---- Selected extract

Archpriest of the Serbian Orthodox Church

Gojko Perović (Гојко Перовић; born September 8, 1972) is archpriest-stavrophore of Serbian Orthodox Church, Dean of Podgorica-Kolašin Deanery, vicar of Church of St. George in Podgorica, and former Rector of Saint Peter of Cetinje Seminary.

== Biography ==
After graduating from a Gymnasium in Herceg Novi, he graduated in 1999 at the Faculty of Orthodox Theology in Belgrade and thereafter graduated in philosophy at the Faculty of Philosophy in Belgrade. He was ordained deacon in 1999, on The Sunday of Orthodoxy, and ordained priest on the Feast of Intercession of the Theotokos on October 14, 2000, in Cetinje Monastery. He was promoted to archpriest on the Feast of St. Luka, October 31st, 2003, and was awarded with the right to wear a pectoral cross on December 30, 2010. From October 10th, 1999, until the appointment of as the Rector at Cetinje seminary, he was the editor-in-chief of Radio Svetigora.

Perović has been teaching Biblical history and Pastoral theology at the Cetinje seminary since September 1st, 1998. At the May session of the Holy Synod of the Serbian Orthodox Church in 2002, at the suggestion of the Metropolitan of Montenegro and the Littoral Amfilohije, Perović was appointed as acting Rector of Cetinje Seminary, starting with September 1st, 2002, and appointed as permanent Rector in May 2016.

Perović was removed from the post of the Rector and appointed to the Church of St. George in Podgorica at the end of July 2021. On Oct 1st, 2021, he was appointed the Dean of Podgorica-Kolašin Deanery.

--------
---- Data to examine

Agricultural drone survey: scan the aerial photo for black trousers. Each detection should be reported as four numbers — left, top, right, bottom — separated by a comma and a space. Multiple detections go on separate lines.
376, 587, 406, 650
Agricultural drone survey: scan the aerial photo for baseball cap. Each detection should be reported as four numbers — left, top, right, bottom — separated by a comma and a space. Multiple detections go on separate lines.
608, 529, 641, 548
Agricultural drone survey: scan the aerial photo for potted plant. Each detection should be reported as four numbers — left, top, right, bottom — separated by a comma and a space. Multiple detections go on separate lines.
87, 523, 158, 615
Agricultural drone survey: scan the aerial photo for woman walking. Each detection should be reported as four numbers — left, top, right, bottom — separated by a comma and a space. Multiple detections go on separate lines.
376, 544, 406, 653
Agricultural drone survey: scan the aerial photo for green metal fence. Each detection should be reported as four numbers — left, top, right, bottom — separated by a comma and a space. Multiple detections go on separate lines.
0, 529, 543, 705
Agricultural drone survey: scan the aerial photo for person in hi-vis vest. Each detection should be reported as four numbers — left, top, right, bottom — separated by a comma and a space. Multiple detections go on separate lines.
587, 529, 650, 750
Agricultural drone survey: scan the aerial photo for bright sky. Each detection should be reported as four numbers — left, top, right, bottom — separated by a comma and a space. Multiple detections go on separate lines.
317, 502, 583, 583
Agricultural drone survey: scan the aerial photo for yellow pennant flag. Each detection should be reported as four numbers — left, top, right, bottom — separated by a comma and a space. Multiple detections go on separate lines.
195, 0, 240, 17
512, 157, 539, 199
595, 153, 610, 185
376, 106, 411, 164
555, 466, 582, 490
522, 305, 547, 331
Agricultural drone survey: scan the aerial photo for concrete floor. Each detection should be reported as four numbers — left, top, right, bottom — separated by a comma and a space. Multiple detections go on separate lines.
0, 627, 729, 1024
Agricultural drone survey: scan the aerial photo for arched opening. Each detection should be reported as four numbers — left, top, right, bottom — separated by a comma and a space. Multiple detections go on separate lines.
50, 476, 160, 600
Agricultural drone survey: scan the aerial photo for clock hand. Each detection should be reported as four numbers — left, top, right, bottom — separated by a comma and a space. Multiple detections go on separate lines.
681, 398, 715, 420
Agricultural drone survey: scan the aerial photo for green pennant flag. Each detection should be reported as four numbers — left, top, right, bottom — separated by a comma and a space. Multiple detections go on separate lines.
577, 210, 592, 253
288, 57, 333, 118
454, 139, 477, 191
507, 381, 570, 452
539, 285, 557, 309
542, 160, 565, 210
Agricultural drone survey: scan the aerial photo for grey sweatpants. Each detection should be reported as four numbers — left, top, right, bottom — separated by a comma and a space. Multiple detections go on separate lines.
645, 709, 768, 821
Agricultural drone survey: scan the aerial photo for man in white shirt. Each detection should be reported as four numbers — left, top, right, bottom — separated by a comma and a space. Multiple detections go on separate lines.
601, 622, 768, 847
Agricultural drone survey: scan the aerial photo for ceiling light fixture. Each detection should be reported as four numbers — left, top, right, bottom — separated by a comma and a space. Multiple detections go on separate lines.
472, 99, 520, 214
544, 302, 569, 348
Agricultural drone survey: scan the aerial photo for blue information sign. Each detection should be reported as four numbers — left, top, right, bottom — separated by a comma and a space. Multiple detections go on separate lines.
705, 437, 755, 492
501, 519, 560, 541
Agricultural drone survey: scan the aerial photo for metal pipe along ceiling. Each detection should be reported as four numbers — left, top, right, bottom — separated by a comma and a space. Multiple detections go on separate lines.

--------

[Problem statement] In the text about Gojko Perović, condense the paragraph beginning "Perović has been teaching Biblical history" into a short list that keeps its main facts.

[Task response]
- Has taught Biblical history and Pastoral theology at the Cetinje seminary since September 1, 1998.
- Appointed acting Rector of Cetinje Seminary from September 1, 2002, at the May 2002 session of the Holy Synod of the Serbian Orthodox Church, on the suggestion of Metropolitan Amfilohije of Montenegro and the Littoral.
- Appointed permanent Rector in May 2016.